* [What you have to do] In the entries below, find the line with "Target: man in camouflage uniform" and the line with "Put a dot on the ceiling". Return those two lines and all lines between them, exactly.

START Data supplied

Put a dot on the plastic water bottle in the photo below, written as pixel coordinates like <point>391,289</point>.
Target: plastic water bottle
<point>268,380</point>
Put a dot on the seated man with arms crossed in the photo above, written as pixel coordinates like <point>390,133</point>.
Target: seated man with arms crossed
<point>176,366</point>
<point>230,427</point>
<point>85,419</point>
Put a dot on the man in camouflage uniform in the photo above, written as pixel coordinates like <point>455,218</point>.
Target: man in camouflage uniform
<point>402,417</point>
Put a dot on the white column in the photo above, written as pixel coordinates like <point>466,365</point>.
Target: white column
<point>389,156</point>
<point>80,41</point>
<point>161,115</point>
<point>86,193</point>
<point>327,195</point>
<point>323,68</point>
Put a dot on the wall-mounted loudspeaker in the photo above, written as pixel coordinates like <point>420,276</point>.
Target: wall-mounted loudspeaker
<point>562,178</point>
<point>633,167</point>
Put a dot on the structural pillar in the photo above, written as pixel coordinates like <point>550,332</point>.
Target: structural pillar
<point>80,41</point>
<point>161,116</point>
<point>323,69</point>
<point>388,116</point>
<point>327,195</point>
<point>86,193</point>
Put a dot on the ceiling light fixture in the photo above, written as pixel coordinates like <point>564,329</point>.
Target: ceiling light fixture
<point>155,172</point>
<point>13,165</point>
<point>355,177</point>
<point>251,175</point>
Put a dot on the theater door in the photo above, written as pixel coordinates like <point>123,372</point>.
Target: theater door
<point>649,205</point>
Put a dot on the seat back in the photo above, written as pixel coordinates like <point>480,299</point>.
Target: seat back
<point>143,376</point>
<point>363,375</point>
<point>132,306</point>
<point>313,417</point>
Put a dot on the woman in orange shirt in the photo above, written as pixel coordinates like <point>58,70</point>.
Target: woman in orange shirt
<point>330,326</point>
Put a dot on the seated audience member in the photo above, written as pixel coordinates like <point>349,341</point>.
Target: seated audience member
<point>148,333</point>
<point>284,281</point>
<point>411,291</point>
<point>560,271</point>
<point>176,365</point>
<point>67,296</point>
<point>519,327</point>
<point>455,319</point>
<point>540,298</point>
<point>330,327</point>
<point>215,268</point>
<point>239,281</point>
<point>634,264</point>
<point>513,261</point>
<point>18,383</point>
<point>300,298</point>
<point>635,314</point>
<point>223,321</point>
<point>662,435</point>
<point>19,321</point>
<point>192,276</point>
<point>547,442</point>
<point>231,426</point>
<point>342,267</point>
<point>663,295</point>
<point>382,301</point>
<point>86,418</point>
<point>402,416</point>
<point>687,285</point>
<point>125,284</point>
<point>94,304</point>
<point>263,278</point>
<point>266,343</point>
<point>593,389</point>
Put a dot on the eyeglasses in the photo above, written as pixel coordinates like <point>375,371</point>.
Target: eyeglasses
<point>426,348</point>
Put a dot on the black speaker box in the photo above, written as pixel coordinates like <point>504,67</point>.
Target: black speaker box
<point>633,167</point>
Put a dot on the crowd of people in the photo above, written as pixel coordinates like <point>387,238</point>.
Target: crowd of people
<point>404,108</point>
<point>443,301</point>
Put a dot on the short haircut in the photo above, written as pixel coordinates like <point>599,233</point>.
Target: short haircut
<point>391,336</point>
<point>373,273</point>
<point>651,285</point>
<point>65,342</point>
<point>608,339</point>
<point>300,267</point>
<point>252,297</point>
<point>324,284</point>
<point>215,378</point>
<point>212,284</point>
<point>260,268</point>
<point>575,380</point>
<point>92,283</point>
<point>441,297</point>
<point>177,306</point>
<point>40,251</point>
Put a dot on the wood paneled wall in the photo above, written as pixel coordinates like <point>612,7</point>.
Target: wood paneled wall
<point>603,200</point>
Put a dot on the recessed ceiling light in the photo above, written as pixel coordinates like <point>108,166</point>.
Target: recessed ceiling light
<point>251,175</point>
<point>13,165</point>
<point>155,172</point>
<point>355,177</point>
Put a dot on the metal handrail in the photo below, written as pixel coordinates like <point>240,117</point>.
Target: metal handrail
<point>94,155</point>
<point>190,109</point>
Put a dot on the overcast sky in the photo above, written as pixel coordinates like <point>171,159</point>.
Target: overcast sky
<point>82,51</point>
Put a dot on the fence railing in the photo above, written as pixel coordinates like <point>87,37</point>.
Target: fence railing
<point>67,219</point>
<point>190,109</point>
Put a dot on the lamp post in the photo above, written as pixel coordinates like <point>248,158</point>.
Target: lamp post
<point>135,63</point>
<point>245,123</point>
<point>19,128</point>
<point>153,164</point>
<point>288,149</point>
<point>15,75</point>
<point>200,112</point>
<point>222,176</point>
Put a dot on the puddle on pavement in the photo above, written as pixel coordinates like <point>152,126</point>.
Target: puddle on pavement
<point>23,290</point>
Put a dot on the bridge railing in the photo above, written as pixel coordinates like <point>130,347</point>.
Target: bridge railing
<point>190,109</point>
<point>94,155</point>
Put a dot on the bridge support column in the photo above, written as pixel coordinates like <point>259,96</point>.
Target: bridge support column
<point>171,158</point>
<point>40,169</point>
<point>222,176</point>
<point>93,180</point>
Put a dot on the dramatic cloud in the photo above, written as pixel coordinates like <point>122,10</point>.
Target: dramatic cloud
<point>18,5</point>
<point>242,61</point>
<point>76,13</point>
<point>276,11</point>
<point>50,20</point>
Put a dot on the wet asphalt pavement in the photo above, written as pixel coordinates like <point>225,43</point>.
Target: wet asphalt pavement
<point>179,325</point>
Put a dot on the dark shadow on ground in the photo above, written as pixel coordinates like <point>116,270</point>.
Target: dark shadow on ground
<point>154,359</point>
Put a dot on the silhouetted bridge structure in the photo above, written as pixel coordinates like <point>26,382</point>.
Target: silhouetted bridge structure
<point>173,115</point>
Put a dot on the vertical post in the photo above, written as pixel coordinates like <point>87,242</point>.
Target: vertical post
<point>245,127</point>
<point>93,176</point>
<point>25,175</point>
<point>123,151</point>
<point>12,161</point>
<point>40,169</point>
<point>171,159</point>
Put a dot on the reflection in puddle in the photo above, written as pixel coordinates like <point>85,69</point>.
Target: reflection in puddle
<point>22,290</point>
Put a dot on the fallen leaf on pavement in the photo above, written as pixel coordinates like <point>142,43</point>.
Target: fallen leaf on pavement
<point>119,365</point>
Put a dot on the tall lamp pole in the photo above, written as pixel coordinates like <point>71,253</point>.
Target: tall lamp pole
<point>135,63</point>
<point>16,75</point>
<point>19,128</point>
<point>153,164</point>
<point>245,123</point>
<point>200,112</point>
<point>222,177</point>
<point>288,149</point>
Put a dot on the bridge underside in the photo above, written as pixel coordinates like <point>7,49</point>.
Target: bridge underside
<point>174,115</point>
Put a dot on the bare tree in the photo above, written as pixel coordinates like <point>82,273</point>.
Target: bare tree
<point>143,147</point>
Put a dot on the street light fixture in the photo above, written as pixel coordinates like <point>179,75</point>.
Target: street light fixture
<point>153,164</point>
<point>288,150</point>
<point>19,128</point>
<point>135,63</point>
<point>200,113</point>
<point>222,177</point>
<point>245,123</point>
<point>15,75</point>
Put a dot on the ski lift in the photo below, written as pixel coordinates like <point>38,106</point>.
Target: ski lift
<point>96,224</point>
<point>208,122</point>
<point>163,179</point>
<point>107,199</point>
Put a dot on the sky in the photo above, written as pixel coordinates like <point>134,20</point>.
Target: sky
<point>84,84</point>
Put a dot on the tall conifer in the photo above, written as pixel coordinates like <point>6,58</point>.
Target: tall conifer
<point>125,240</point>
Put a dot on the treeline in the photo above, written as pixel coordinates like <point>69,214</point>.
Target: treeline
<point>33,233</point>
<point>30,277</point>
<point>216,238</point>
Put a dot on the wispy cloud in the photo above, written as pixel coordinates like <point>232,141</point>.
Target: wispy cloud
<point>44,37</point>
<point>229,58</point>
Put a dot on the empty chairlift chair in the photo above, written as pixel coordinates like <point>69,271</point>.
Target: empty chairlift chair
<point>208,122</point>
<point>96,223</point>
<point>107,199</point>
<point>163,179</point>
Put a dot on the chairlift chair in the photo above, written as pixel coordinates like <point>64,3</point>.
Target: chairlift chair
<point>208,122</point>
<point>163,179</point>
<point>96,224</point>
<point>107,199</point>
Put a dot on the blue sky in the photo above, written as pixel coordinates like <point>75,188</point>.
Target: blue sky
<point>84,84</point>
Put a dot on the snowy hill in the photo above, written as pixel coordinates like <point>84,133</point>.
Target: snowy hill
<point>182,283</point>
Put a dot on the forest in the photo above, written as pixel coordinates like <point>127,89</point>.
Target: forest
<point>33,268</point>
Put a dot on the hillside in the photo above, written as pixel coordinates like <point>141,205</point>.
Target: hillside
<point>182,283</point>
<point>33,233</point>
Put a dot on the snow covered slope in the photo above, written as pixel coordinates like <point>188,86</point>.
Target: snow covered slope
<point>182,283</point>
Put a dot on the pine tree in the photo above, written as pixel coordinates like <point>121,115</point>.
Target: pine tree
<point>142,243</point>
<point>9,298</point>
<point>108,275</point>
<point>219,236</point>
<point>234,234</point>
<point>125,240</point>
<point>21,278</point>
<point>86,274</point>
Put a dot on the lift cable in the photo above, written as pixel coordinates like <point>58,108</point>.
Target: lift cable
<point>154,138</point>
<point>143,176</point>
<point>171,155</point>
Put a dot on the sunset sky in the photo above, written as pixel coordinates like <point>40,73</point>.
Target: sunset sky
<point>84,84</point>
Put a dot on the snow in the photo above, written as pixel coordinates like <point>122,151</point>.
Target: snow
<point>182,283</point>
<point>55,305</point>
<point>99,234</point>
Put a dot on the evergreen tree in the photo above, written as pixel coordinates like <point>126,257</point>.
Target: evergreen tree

END Data supplied
START Data supplied

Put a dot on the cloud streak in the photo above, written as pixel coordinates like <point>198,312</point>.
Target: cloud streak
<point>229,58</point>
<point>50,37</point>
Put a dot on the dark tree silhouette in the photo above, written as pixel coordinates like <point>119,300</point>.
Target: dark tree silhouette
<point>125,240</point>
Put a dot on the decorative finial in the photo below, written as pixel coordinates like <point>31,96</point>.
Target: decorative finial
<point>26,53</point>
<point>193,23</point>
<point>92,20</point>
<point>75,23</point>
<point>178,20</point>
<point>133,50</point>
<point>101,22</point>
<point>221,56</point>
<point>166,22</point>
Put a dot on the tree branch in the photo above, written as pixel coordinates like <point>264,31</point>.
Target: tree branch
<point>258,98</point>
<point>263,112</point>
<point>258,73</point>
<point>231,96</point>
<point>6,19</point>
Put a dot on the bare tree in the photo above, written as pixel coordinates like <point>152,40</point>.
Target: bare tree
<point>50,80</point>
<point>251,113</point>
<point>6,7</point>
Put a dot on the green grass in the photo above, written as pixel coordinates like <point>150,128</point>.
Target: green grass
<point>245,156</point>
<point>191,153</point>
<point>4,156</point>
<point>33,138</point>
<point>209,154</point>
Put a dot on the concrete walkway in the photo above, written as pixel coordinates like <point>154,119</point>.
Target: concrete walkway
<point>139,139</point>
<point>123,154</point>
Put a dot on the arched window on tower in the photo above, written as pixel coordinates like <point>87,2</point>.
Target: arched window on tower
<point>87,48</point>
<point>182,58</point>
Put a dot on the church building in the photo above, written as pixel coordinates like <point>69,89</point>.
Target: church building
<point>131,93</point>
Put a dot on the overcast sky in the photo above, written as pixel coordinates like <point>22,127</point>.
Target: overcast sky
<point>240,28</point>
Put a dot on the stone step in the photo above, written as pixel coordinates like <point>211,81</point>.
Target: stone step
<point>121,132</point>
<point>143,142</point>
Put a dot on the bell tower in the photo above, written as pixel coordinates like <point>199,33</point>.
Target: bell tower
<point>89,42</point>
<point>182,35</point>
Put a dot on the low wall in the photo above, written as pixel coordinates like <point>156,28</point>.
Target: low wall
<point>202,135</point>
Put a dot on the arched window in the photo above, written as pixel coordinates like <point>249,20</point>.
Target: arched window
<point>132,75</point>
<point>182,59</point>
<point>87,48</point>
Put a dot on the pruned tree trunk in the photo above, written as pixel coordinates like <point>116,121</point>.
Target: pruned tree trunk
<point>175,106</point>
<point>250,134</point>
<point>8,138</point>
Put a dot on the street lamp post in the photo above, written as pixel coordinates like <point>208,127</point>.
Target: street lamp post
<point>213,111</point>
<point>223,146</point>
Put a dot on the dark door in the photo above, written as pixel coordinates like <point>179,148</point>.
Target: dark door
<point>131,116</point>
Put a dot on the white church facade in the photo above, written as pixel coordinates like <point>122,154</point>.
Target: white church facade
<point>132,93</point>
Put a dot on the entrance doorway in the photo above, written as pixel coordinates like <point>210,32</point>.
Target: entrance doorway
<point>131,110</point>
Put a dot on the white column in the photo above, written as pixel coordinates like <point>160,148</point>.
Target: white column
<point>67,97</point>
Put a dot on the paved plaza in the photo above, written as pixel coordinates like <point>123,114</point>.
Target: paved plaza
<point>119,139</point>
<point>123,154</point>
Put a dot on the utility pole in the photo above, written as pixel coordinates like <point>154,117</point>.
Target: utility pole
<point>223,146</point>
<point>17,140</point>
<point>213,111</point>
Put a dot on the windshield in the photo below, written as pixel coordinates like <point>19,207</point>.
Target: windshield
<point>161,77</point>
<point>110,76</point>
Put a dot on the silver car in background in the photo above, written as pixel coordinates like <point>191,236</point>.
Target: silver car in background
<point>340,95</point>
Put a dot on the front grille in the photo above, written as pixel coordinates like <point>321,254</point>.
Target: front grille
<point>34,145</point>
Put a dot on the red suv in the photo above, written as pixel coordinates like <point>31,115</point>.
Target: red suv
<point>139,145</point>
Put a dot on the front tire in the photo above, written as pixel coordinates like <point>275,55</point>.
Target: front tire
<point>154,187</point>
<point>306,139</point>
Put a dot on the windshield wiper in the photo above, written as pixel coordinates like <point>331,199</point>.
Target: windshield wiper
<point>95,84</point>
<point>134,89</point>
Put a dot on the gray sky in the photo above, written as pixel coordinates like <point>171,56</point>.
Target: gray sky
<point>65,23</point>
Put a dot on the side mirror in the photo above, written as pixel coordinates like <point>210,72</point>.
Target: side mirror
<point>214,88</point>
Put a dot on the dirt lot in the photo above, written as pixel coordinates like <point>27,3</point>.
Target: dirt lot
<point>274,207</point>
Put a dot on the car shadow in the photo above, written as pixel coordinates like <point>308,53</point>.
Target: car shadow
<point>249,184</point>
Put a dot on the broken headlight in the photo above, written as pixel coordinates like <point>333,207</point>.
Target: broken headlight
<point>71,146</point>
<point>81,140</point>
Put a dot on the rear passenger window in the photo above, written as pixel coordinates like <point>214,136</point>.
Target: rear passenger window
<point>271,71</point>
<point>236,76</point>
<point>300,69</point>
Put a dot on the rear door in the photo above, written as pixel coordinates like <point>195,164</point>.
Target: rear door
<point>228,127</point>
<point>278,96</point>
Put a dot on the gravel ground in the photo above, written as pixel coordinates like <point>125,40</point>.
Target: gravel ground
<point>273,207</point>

END Data supplied

* [Solution to this task]
Target: man in camouflage uniform
<point>402,417</point>
Put a dot on the white column in the photo above, written as pixel coordinates like <point>466,365</point>.
Target: white column
<point>389,156</point>
<point>80,41</point>
<point>161,115</point>
<point>86,193</point>
<point>327,195</point>
<point>323,68</point>
Put a dot on the wall-mounted loudspeaker in the photo above, written as pixel coordinates like <point>420,276</point>.
Target: wall-mounted loudspeaker
<point>562,178</point>
<point>633,167</point>
Put a dot on the structural pillar in the photo above, written as pixel coordinates like <point>550,332</point>.
Target: structural pillar
<point>80,41</point>
<point>161,116</point>
<point>323,69</point>
<point>388,116</point>
<point>327,195</point>
<point>86,193</point>
Put a dot on the ceiling light fixture in the photo above, written as pixel coordinates like <point>564,329</point>.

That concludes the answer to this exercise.